### GIVEN INSTRUCTION
Convert the stretch of material from its start through the line containing "62), (407, 85)]]" into a numbered list, omitting blank lines and leaving the pictures out.

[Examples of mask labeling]
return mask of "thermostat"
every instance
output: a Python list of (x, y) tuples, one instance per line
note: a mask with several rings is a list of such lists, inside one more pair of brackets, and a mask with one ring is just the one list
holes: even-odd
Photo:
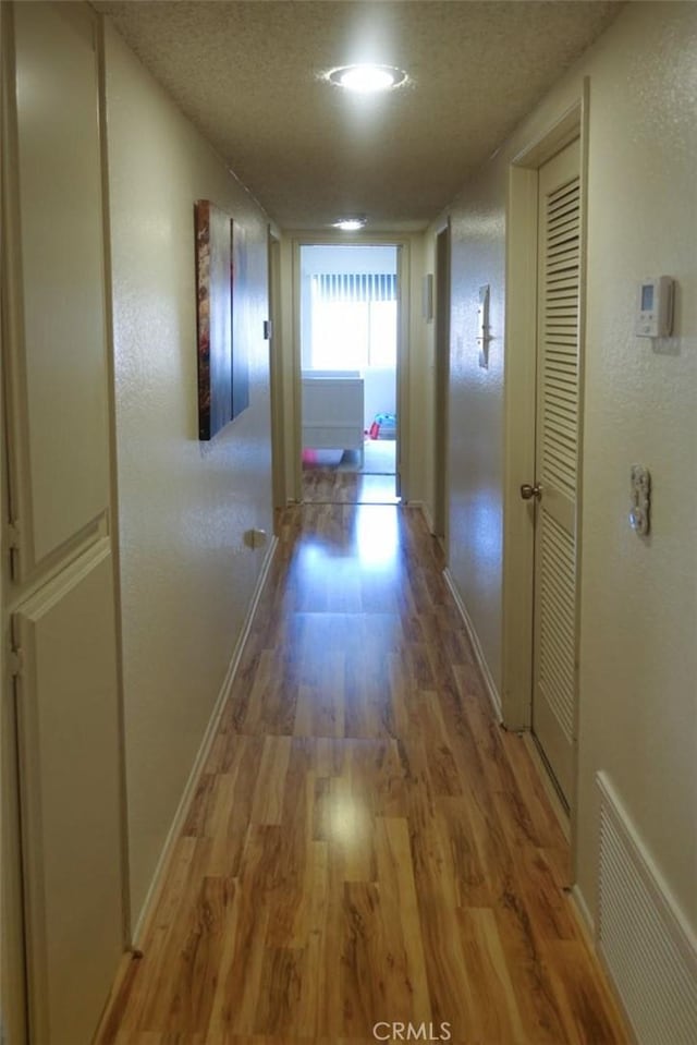
[(673, 329), (673, 287), (670, 276), (657, 276), (639, 283), (636, 336), (668, 338)]

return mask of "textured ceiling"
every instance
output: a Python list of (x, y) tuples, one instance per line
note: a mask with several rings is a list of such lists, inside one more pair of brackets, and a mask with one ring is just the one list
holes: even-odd
[[(144, 64), (284, 229), (424, 228), (614, 17), (614, 2), (111, 2)], [(351, 96), (352, 62), (407, 85)]]

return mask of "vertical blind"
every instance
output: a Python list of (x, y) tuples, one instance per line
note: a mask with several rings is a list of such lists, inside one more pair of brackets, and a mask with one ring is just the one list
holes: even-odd
[(320, 301), (396, 301), (396, 275), (325, 272), (313, 276), (313, 294)]

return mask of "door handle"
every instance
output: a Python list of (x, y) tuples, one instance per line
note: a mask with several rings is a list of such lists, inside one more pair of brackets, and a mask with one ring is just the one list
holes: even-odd
[(529, 483), (524, 483), (521, 487), (521, 497), (524, 501), (529, 501), (533, 497), (536, 500), (540, 500), (542, 497), (542, 487), (539, 483), (536, 483), (535, 486), (530, 486)]

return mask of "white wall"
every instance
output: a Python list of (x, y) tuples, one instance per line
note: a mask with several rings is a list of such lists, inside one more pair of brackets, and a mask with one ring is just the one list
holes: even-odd
[[(697, 929), (697, 8), (628, 4), (452, 208), (451, 570), (501, 682), (505, 194), (513, 157), (590, 82), (577, 874), (596, 911), (604, 769)], [(437, 226), (430, 230), (435, 235)], [(633, 333), (636, 281), (677, 280), (675, 337)], [(490, 367), (477, 365), (491, 285)], [(655, 483), (627, 525), (629, 465)]]
[[(108, 25), (107, 118), (132, 916), (137, 920), (272, 532), (264, 212)], [(250, 405), (198, 441), (194, 203), (247, 252)]]

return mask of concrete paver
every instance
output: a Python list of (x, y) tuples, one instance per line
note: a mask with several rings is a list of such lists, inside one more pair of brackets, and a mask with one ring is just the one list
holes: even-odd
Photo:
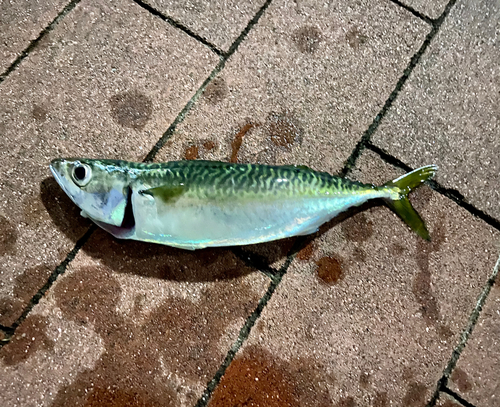
[(222, 51), (227, 51), (265, 0), (147, 0), (164, 15), (188, 27)]
[(0, 324), (16, 320), (89, 226), (50, 160), (142, 160), (217, 62), (133, 2), (83, 1), (2, 83)]
[[(364, 182), (400, 174), (372, 154), (358, 168), (353, 176)], [(496, 261), (500, 233), (428, 187), (413, 201), (432, 243), (384, 207), (321, 231), (210, 405), (254, 397), (269, 397), (269, 406), (426, 405)]]
[[(336, 173), (429, 29), (388, 2), (273, 2), (156, 160)], [(279, 267), (292, 242), (248, 249)]]
[(401, 3), (430, 18), (438, 18), (444, 11), (447, 0), (403, 0)]
[(449, 387), (476, 406), (500, 403), (500, 284), (493, 285), (479, 321), (453, 370)]
[(193, 406), (269, 280), (228, 250), (96, 232), (0, 350), (11, 406)]
[(458, 1), (374, 143), (500, 219), (500, 4)]
[(0, 3), (0, 73), (56, 18), (66, 3), (66, 0)]

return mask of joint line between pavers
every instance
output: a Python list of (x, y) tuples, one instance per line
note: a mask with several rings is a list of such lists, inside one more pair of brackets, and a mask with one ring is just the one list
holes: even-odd
[(446, 16), (450, 13), (452, 7), (455, 5), (456, 1), (457, 0), (450, 0), (450, 2), (446, 5), (446, 8), (441, 14), (441, 16), (434, 21), (434, 24), (432, 24), (431, 31), (429, 32), (429, 34), (427, 34), (424, 42), (420, 46), (420, 49), (411, 57), (408, 66), (403, 71), (403, 75), (399, 78), (394, 90), (391, 92), (391, 94), (385, 101), (384, 106), (382, 106), (382, 109), (380, 109), (380, 111), (377, 113), (377, 115), (373, 119), (368, 129), (366, 129), (366, 131), (363, 133), (361, 140), (358, 142), (358, 144), (356, 144), (356, 147), (354, 147), (351, 155), (347, 159), (342, 171), (340, 172), (340, 176), (346, 177), (356, 166), (356, 161), (366, 148), (366, 144), (371, 140), (372, 135), (378, 129), (378, 126), (380, 125), (382, 119), (385, 117), (389, 109), (392, 107), (392, 104), (396, 100), (399, 92), (401, 91), (401, 89), (403, 89), (403, 86), (410, 77), (411, 73), (413, 72), (417, 64), (420, 62), (420, 59), (422, 58), (423, 54), (431, 44), (436, 34), (439, 32), (441, 25), (443, 24)]
[(138, 6), (142, 7), (144, 10), (150, 12), (156, 17), (161, 18), (163, 21), (166, 21), (169, 23), (172, 27), (177, 28), (190, 37), (194, 38), (196, 41), (201, 42), (203, 45), (207, 46), (210, 48), (210, 50), (217, 55), (221, 56), (224, 54), (223, 51), (221, 51), (219, 48), (217, 48), (214, 44), (212, 44), (210, 41), (208, 41), (206, 38), (203, 38), (201, 35), (196, 34), (195, 32), (191, 31), (188, 27), (186, 27), (184, 24), (179, 23), (178, 21), (174, 20), (172, 17), (166, 16), (159, 10), (156, 10), (154, 7), (150, 6), (147, 3), (142, 2), (141, 0), (132, 0), (134, 3), (136, 3)]
[(28, 314), (31, 312), (33, 307), (40, 302), (42, 297), (45, 295), (45, 293), (52, 287), (52, 285), (55, 283), (57, 278), (66, 272), (66, 268), (68, 267), (68, 264), (71, 263), (71, 261), (75, 258), (77, 253), (80, 251), (82, 246), (85, 244), (85, 242), (90, 238), (92, 233), (94, 233), (97, 229), (97, 226), (92, 224), (85, 234), (78, 239), (78, 241), (75, 244), (75, 247), (73, 247), (73, 250), (71, 250), (66, 258), (54, 269), (54, 271), (50, 274), (49, 278), (47, 279), (47, 282), (43, 285), (42, 288), (38, 290), (38, 292), (31, 298), (30, 302), (24, 309), (23, 313), (17, 320), (12, 324), (12, 327), (7, 328), (7, 332), (10, 333), (10, 337), (6, 338), (6, 341), (0, 342), (0, 348), (2, 348), (4, 345), (10, 342), (12, 339), (16, 329), (21, 325), (21, 323), (26, 319)]
[[(409, 165), (405, 164), (404, 162), (402, 162), (398, 158), (389, 154), (387, 151), (383, 150), (382, 148), (376, 146), (371, 141), (368, 141), (366, 143), (365, 148), (369, 149), (370, 151), (373, 151), (375, 154), (379, 155), (380, 158), (382, 158), (382, 160), (391, 164), (394, 167), (401, 168), (405, 172), (409, 172), (409, 171), (413, 170), (413, 168), (411, 168)], [(439, 194), (445, 196), (446, 198), (452, 200), (453, 202), (455, 202), (458, 206), (465, 209), (472, 216), (481, 219), (482, 221), (484, 221), (488, 225), (490, 225), (492, 228), (495, 228), (496, 230), (500, 231), (500, 220), (495, 219), (493, 216), (487, 214), (486, 212), (482, 211), (481, 209), (476, 208), (473, 204), (468, 202), (466, 200), (466, 198), (456, 189), (446, 188), (446, 187), (442, 186), (441, 184), (439, 184), (435, 180), (426, 181), (426, 184), (429, 185), (429, 187), (431, 187), (437, 193), (439, 193)]]
[(413, 14), (415, 17), (419, 18), (420, 20), (425, 21), (427, 24), (434, 25), (436, 23), (436, 20), (430, 18), (429, 16), (426, 16), (425, 14), (420, 13), (419, 11), (415, 10), (413, 7), (410, 7), (404, 3), (402, 3), (399, 0), (389, 0), (392, 3), (396, 4), (399, 7), (404, 8), (406, 11), (410, 12)]
[(451, 390), (450, 388), (448, 387), (444, 387), (442, 390), (441, 390), (442, 393), (446, 393), (448, 395), (450, 395), (451, 397), (453, 397), (458, 403), (462, 404), (464, 407), (476, 407), (474, 404), (472, 403), (469, 403), (467, 400), (465, 400), (462, 396), (460, 396), (460, 394), (458, 393), (455, 393), (453, 390)]
[(81, 0), (72, 0), (70, 3), (68, 3), (62, 11), (52, 20), (52, 22), (45, 27), (42, 32), (38, 35), (38, 37), (32, 41), (30, 41), (29, 45), (21, 51), (21, 54), (15, 59), (14, 62), (7, 68), (7, 70), (0, 74), (0, 84), (9, 76), (9, 74), (14, 71), (18, 65), (35, 49), (37, 44), (40, 42), (40, 40), (47, 35), (49, 32), (51, 32), (56, 25), (59, 23), (61, 19), (63, 19), (70, 11), (72, 11), (78, 3), (80, 3)]
[(213, 392), (215, 391), (215, 388), (220, 383), (222, 377), (226, 373), (227, 368), (229, 367), (229, 365), (233, 361), (233, 359), (236, 356), (236, 354), (238, 353), (239, 349), (241, 348), (243, 343), (246, 341), (246, 339), (250, 335), (250, 331), (252, 330), (253, 326), (257, 322), (257, 319), (259, 319), (262, 311), (264, 310), (264, 307), (267, 305), (267, 303), (271, 299), (272, 295), (276, 291), (276, 288), (278, 287), (278, 285), (281, 282), (283, 274), (279, 278), (276, 278), (275, 280), (271, 280), (266, 293), (259, 300), (257, 307), (250, 314), (250, 316), (245, 321), (245, 324), (240, 329), (240, 333), (238, 335), (238, 338), (236, 339), (236, 341), (233, 343), (233, 345), (229, 349), (226, 357), (224, 358), (224, 361), (222, 362), (221, 366), (219, 367), (219, 369), (215, 373), (213, 379), (210, 380), (210, 382), (208, 382), (207, 387), (205, 388), (205, 391), (203, 392), (201, 397), (198, 399), (197, 403), (195, 404), (195, 407), (206, 407), (207, 406)]
[(469, 340), (472, 331), (474, 330), (477, 324), (477, 321), (479, 319), (479, 314), (483, 309), (483, 306), (486, 302), (486, 299), (488, 298), (488, 295), (491, 291), (491, 288), (493, 287), (493, 284), (495, 284), (495, 281), (498, 278), (499, 269), (500, 269), (500, 256), (497, 259), (497, 262), (495, 264), (495, 267), (493, 268), (493, 272), (491, 273), (490, 278), (488, 278), (488, 281), (486, 282), (483, 291), (481, 291), (481, 294), (477, 299), (476, 306), (472, 310), (472, 313), (469, 317), (467, 327), (462, 331), (460, 335), (460, 342), (457, 344), (455, 349), (453, 349), (450, 360), (448, 361), (448, 365), (444, 369), (443, 376), (441, 377), (441, 379), (439, 379), (434, 395), (429, 404), (427, 405), (427, 407), (434, 407), (437, 402), (437, 399), (439, 398), (439, 392), (445, 391), (445, 389), (447, 389), (448, 379), (453, 369), (455, 369), (458, 359), (460, 358), (460, 355), (462, 354), (462, 351), (467, 345), (467, 341)]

### FINAL RESULT
1. return mask of "thermostat"
2. every instance
3. output: a Python list of (x, y) tuples, one instance per line
4. note: a mask with several rings is a list of such lists, inside one more pair of brackets, and a mask with one ring is just the one list
5. holes: even-odd
6. Photo:
7. [(673, 329), (673, 287), (670, 276), (657, 276), (639, 283), (636, 336), (668, 338)]
8. return mask of "textured ceiling"
9. every instance
10. output: a Python list of (x, y) tuples, one instance per line
11. note: a mask with several rings is a list of such lists, inside one more pair of brackets, and a mask with one ring is just the one list
12. holes: even-odd
13. [[(144, 64), (284, 229), (424, 228), (614, 17), (614, 2), (111, 2)], [(351, 96), (352, 62), (407, 85)]]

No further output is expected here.